» **Exercise brief**:
Please write out every line of the items below as a numbered list, skipping blank lines and leaving the pictures out.

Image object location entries
* * * *

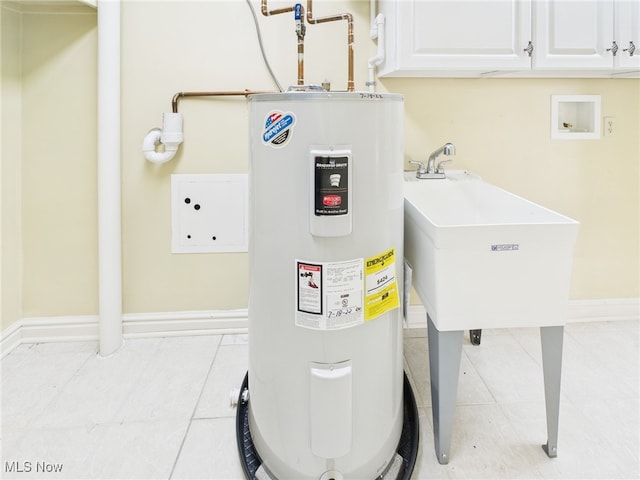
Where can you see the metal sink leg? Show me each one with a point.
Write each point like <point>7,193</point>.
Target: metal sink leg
<point>551,339</point>
<point>445,351</point>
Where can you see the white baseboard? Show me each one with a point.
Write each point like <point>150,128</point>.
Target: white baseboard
<point>134,325</point>
<point>599,310</point>
<point>217,322</point>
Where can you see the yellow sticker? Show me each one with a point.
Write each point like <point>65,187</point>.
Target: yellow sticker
<point>381,293</point>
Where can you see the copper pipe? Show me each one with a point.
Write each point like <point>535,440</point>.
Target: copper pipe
<point>300,32</point>
<point>179,95</point>
<point>266,12</point>
<point>332,18</point>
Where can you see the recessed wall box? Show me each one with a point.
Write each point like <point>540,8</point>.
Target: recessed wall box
<point>575,117</point>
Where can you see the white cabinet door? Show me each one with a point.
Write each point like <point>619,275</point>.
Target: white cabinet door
<point>455,37</point>
<point>573,35</point>
<point>627,23</point>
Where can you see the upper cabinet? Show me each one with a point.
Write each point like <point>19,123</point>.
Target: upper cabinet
<point>627,22</point>
<point>526,38</point>
<point>455,38</point>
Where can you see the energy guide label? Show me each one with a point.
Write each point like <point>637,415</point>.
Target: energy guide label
<point>329,295</point>
<point>382,285</point>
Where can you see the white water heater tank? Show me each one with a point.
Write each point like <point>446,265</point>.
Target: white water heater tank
<point>326,264</point>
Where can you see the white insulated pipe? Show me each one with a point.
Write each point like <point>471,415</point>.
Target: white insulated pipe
<point>109,185</point>
<point>170,136</point>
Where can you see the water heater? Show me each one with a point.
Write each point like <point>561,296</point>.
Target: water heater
<point>325,379</point>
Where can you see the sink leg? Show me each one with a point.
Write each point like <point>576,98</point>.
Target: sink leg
<point>445,350</point>
<point>551,340</point>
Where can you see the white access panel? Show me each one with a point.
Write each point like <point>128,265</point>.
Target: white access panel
<point>209,213</point>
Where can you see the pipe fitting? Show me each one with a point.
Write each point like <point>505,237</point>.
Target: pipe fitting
<point>170,136</point>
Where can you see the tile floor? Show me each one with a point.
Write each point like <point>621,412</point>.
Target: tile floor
<point>160,408</point>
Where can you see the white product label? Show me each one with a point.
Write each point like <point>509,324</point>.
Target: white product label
<point>506,247</point>
<point>329,295</point>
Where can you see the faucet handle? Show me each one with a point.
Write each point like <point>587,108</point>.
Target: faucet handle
<point>421,168</point>
<point>440,168</point>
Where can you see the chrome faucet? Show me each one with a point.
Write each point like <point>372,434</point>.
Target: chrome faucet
<point>431,171</point>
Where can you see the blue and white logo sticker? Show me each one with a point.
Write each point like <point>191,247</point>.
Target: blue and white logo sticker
<point>277,128</point>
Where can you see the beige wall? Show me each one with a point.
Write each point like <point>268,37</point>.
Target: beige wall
<point>500,128</point>
<point>10,168</point>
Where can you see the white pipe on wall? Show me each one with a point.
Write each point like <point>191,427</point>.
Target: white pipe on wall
<point>109,202</point>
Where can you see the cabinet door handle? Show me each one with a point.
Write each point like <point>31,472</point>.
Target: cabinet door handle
<point>631,49</point>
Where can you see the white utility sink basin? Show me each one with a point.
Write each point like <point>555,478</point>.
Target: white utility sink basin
<point>483,257</point>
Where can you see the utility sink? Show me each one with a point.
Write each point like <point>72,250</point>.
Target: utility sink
<point>483,257</point>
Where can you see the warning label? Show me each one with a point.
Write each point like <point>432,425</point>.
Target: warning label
<point>329,295</point>
<point>381,285</point>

* * * *

» **Result for this task**:
1. Where can you see the metal sink leg? Show me each one with a point.
2. Write each point like <point>7,193</point>.
3. Target: metal sink leg
4. <point>551,339</point>
5. <point>445,351</point>
6. Where can you see the white baseboard? Show me each one with a point.
7. Write each point like <point>150,128</point>.
8. Target: white baseboard
9. <point>134,325</point>
10. <point>599,310</point>
11. <point>217,322</point>
12. Where can you see the yellow sticker? Show me each one with a point.
13. Write each point like <point>65,187</point>.
14. Target: yellow sticker
15. <point>381,293</point>
16. Where can you see the copper pipe? Show me each one with a point.
17. Write each point like <point>535,440</point>.
18. Target: copper pipe
19. <point>300,32</point>
20. <point>179,95</point>
21. <point>266,12</point>
22. <point>332,18</point>
23. Where can you see the recessed wall box? Show me each one with a point.
24. Write each point like <point>540,8</point>.
25. Target: recessed wall box
26. <point>575,117</point>
27. Where can you see the white cabinet door? Show me each one with a point.
28. Write each point like <point>619,275</point>.
29. Target: white cabinet door
30. <point>455,37</point>
31. <point>573,35</point>
32. <point>627,23</point>
33. Where can you see the upper cabinet? Show me each one with a point.
34. Write each point like <point>19,123</point>.
35. Target: upper cabinet
36. <point>627,22</point>
37. <point>526,38</point>
38. <point>455,38</point>
39. Where can you see the energy guide label? Show me each one with a point.
40. Write each point like <point>637,415</point>.
41. Target: energy guide label
42. <point>329,295</point>
43. <point>382,285</point>
44. Where can you see the white water heater tank? Show me each one with a point.
45. Write each point like <point>446,265</point>.
46. Target: white water heater tank
47. <point>326,264</point>
48. Where can you see the white insulated pipe? Show me each one with a point.
49. Write each point like <point>471,415</point>.
50. Target: white insulated pipe
51. <point>109,185</point>
52. <point>170,136</point>
53. Where can you see the water heater? Show me each one with a point.
54. Write each point like <point>561,296</point>.
55. Target: water heater
56. <point>325,379</point>
57. Where can you see the sink leg? Show me each one with a point.
58. Write each point like <point>576,98</point>.
59. Target: sink leg
60. <point>445,350</point>
61. <point>551,340</point>
62. Where can you see the white access panel? Show me each one with a point.
63. Write each point like <point>128,265</point>.
64. Target: white access panel
65. <point>209,213</point>
66. Where can you see the pipe fitting? Show me each one with a point.
67. Write each point like <point>505,237</point>.
68. Target: pipe fitting
69. <point>170,136</point>
70. Where can you see the tile floor? Show me each one with a point.
71. Write each point like <point>621,412</point>.
72. Target: tile floor
73. <point>160,408</point>
74. Where can you see the white product label? Show me each one with a point.
75. Write each point like <point>509,324</point>.
76. Target: white product label
77. <point>506,247</point>
78. <point>329,295</point>
79. Where can you see the faucet handle? Show me each one with a point.
80. Write each point like <point>587,108</point>.
81. Target: faucet handle
82. <point>421,168</point>
83. <point>440,168</point>
84. Where can you see the chrome faucet? Show me each one with a point.
85. Write each point like <point>372,434</point>.
86. Target: chrome faucet
87. <point>431,171</point>
88. Where can you see the blue and white logo sticker? Show me each one with a point.
89. Write each point like <point>191,247</point>.
90. Target: blue and white logo sticker
91. <point>277,128</point>
92. Where can you see the beige wall? Show me each one with a point.
93. Write each point like <point>268,37</point>.
94. Target: beige wall
95. <point>500,128</point>
96. <point>10,168</point>
97. Where can you see the white pipe on wall? Show me each one with a point.
98. Write each point like <point>191,427</point>.
99. Target: white pipe on wall
100. <point>109,202</point>
101. Where can you see the cabinet door handle? Show me each one with a point.
102. Write each point like <point>31,472</point>.
103. Target: cabinet door handle
104. <point>631,49</point>
105. Where can you see the white utility sink basin? Show me each one with a point.
106. Write each point like <point>555,478</point>.
107. Target: white utility sink basin
108. <point>483,257</point>
109. Where can you see the utility sink? Show me each one with a point.
110. Write each point like <point>72,250</point>.
111. Target: utility sink
112. <point>483,257</point>
113. Where can you see the warning label? Show me each one with a point.
114. Write each point like <point>432,425</point>.
115. Target: warning label
116. <point>329,295</point>
117. <point>381,285</point>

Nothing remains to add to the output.